__STATED GOAL__.
Transcribe all of the data below verbatim, leaving the pictures out of your answer.

== RECORD EXTRACTS ==

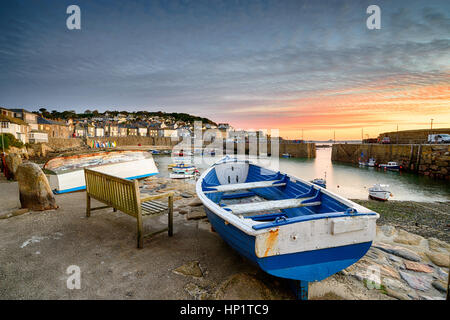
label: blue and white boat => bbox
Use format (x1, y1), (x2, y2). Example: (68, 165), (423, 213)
(196, 157), (379, 294)
(379, 161), (402, 171)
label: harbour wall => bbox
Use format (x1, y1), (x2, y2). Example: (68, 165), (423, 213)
(86, 136), (316, 158)
(331, 144), (450, 180)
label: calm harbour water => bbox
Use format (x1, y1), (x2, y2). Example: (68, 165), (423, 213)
(154, 148), (450, 202)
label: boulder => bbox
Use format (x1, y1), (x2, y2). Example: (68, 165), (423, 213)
(425, 251), (450, 268)
(394, 229), (424, 246)
(5, 153), (22, 180)
(188, 198), (203, 207)
(186, 208), (206, 220)
(373, 242), (421, 262)
(403, 260), (434, 273)
(16, 162), (58, 211)
(400, 271), (432, 291)
(428, 238), (450, 251)
(380, 225), (395, 237)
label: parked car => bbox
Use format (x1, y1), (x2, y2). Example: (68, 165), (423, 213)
(428, 134), (450, 143)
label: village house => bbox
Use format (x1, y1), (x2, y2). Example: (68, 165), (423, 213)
(10, 109), (38, 130)
(0, 109), (30, 143)
(105, 123), (119, 137)
(118, 124), (128, 137)
(28, 130), (48, 143)
(37, 117), (71, 138)
(163, 126), (178, 138)
(135, 122), (148, 137)
(148, 123), (164, 137)
(94, 124), (105, 137)
(74, 124), (86, 137)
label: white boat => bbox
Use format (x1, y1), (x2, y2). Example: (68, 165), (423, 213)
(359, 158), (376, 167)
(196, 157), (379, 296)
(369, 183), (392, 201)
(379, 161), (402, 171)
(43, 150), (158, 194)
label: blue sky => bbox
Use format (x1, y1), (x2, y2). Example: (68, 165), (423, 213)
(0, 0), (450, 139)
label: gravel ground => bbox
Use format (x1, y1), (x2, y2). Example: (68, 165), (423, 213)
(352, 199), (450, 242)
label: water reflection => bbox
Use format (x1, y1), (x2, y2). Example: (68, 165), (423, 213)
(154, 148), (450, 202)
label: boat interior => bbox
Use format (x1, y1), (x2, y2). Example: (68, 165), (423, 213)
(201, 161), (375, 230)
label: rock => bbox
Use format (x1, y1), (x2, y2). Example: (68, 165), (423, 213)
(184, 283), (208, 300)
(5, 153), (22, 181)
(17, 162), (58, 211)
(382, 278), (407, 291)
(399, 271), (431, 291)
(386, 288), (411, 300)
(173, 261), (203, 278)
(394, 229), (424, 246)
(214, 273), (272, 300)
(186, 209), (206, 220)
(428, 238), (450, 251)
(425, 251), (450, 268)
(180, 192), (192, 198)
(388, 254), (403, 263)
(436, 267), (448, 280)
(420, 295), (445, 300)
(431, 280), (447, 293)
(404, 261), (434, 273)
(373, 242), (421, 262)
(380, 225), (395, 237)
(188, 198), (203, 207)
(380, 265), (400, 279)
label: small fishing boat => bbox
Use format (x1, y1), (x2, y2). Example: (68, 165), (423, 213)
(43, 150), (158, 194)
(310, 178), (327, 188)
(379, 161), (402, 171)
(359, 158), (376, 167)
(310, 172), (327, 189)
(369, 183), (392, 201)
(169, 167), (200, 179)
(196, 156), (379, 295)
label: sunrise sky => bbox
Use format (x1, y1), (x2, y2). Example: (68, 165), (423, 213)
(0, 0), (450, 140)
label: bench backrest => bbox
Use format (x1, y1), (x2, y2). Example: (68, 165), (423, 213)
(84, 169), (141, 217)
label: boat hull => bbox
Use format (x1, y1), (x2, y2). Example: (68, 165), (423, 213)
(44, 154), (159, 194)
(205, 207), (372, 281)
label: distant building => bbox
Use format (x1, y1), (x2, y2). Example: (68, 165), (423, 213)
(0, 109), (30, 143)
(28, 130), (48, 143)
(10, 109), (39, 130)
(37, 117), (71, 138)
(94, 125), (105, 137)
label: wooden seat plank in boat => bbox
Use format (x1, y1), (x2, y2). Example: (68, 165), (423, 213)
(204, 180), (286, 193)
(223, 198), (321, 214)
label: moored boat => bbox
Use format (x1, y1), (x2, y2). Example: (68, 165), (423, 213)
(379, 161), (402, 171)
(196, 157), (379, 292)
(43, 150), (158, 194)
(369, 183), (392, 201)
(359, 158), (376, 167)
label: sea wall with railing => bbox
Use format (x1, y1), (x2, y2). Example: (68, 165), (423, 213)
(331, 144), (450, 180)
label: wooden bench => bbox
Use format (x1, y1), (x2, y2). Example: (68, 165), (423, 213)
(84, 169), (173, 248)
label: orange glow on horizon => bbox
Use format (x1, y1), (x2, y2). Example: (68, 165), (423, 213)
(222, 77), (450, 140)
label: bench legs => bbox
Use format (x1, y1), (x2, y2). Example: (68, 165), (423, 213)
(86, 192), (91, 217)
(168, 196), (173, 237)
(137, 212), (144, 249)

===

__REPLY TO THE EXERCISE__.
label: blue and white boat => bbox
Use format (x1, y1), (x2, y2). Example: (68, 165), (423, 213)
(196, 157), (379, 294)
(379, 161), (402, 171)
label: harbour wall => bbox
Use format (x1, y1), (x2, y2). Example: (68, 165), (423, 213)
(86, 136), (316, 158)
(331, 144), (450, 180)
label: calm harbour water => bbox
Use format (x1, y1), (x2, y2). Example: (68, 165), (423, 213)
(154, 148), (450, 202)
label: boulder => bbox
Use format (x1, y1), (x2, y2). Example: (68, 165), (423, 213)
(425, 251), (450, 268)
(394, 229), (424, 246)
(5, 153), (22, 180)
(188, 198), (203, 207)
(186, 208), (206, 220)
(373, 242), (421, 262)
(403, 260), (434, 273)
(16, 162), (58, 211)
(400, 271), (432, 291)
(428, 238), (450, 251)
(380, 225), (395, 237)
label: parked car => bbox
Use format (x1, y1), (x2, y2). Example: (68, 165), (423, 213)
(428, 134), (450, 143)
label: village house => bbox
Use format (x1, y1), (x2, y2). Example: (68, 165), (423, 213)
(10, 109), (38, 130)
(0, 109), (30, 143)
(105, 123), (119, 137)
(118, 124), (128, 137)
(28, 130), (48, 143)
(37, 117), (71, 138)
(163, 126), (178, 138)
(135, 122), (148, 137)
(148, 123), (164, 137)
(94, 124), (105, 137)
(74, 124), (86, 137)
label: white boat => bbox
Use format (x1, y1), (x2, y2). Example: (68, 165), (423, 213)
(359, 158), (376, 167)
(196, 157), (379, 296)
(369, 183), (392, 201)
(379, 161), (402, 171)
(43, 150), (158, 194)
label: blue sky => bbox
Use format (x1, y1), (x2, y2). Example: (68, 165), (423, 213)
(0, 0), (450, 139)
label: gravel ground => bbox
Use format (x1, y1), (x2, y2). Example: (68, 165), (423, 213)
(352, 199), (450, 242)
label: water reflection => bbox
Use format (x1, y1), (x2, y2). Example: (68, 165), (423, 213)
(154, 148), (450, 202)
label: boat interior => bbox
Use format (x1, y1), (x2, y2). Example: (68, 165), (423, 213)
(201, 161), (375, 230)
label: rock => bbox
Use format (x1, y1), (x2, y2). Example: (68, 165), (423, 213)
(184, 283), (208, 300)
(5, 153), (22, 181)
(17, 162), (58, 211)
(382, 278), (407, 291)
(399, 271), (431, 291)
(386, 288), (411, 300)
(173, 261), (203, 278)
(394, 229), (424, 246)
(214, 273), (272, 300)
(186, 209), (206, 220)
(428, 238), (450, 251)
(425, 251), (450, 268)
(180, 192), (192, 198)
(388, 254), (403, 263)
(436, 267), (448, 280)
(420, 295), (445, 300)
(431, 280), (447, 293)
(404, 261), (434, 273)
(373, 242), (421, 262)
(380, 225), (395, 237)
(188, 198), (203, 207)
(380, 265), (400, 279)
label: small fishing boat => bbox
Use format (x1, y1), (x2, y2). Example: (68, 165), (423, 213)
(43, 150), (158, 194)
(310, 178), (327, 188)
(379, 161), (402, 171)
(359, 158), (376, 167)
(310, 172), (327, 189)
(369, 183), (392, 201)
(169, 167), (200, 179)
(196, 156), (379, 295)
label: sunrise sky => bbox
Use format (x1, y1), (x2, y2). Example: (68, 165), (423, 213)
(0, 0), (450, 140)
label: bench backrest => bbox
Use format (x1, y1), (x2, y2). Example: (68, 165), (423, 213)
(84, 169), (141, 217)
label: boat hull => bbox
Use format (x1, y1), (x2, y2). Example: (68, 165), (423, 213)
(44, 154), (159, 194)
(205, 207), (372, 281)
label: distant building => bbox
Use format (x1, y1), (x2, y2). Example: (68, 165), (423, 213)
(0, 109), (30, 143)
(28, 130), (48, 143)
(10, 109), (39, 130)
(37, 117), (71, 138)
(94, 125), (105, 137)
label: wooden seat plank in boat => bbox
Use format (x1, y1), (x2, y2). Example: (68, 165), (423, 213)
(204, 180), (286, 193)
(223, 198), (321, 214)
label: moored boat => bbox
Use format (x1, y1), (x2, y2). Example: (68, 165), (423, 213)
(379, 161), (402, 171)
(196, 157), (379, 292)
(43, 150), (158, 194)
(369, 183), (392, 201)
(359, 158), (376, 167)
label: sea wall with railing => bbox
Use format (x1, y1), (x2, y2). Example: (68, 165), (423, 213)
(331, 144), (450, 180)
label: wooden bench => bbox
Use format (x1, y1), (x2, y2). Example: (68, 165), (423, 213)
(84, 169), (173, 248)
label: orange glow on horizon => bbox
Use format (x1, y1), (x2, y2). Example: (68, 165), (423, 213)
(222, 77), (450, 140)
label: bench legs => bbox
Use format (x1, y1), (x2, y2). Example: (68, 165), (423, 213)
(86, 192), (91, 217)
(168, 196), (173, 237)
(137, 212), (144, 249)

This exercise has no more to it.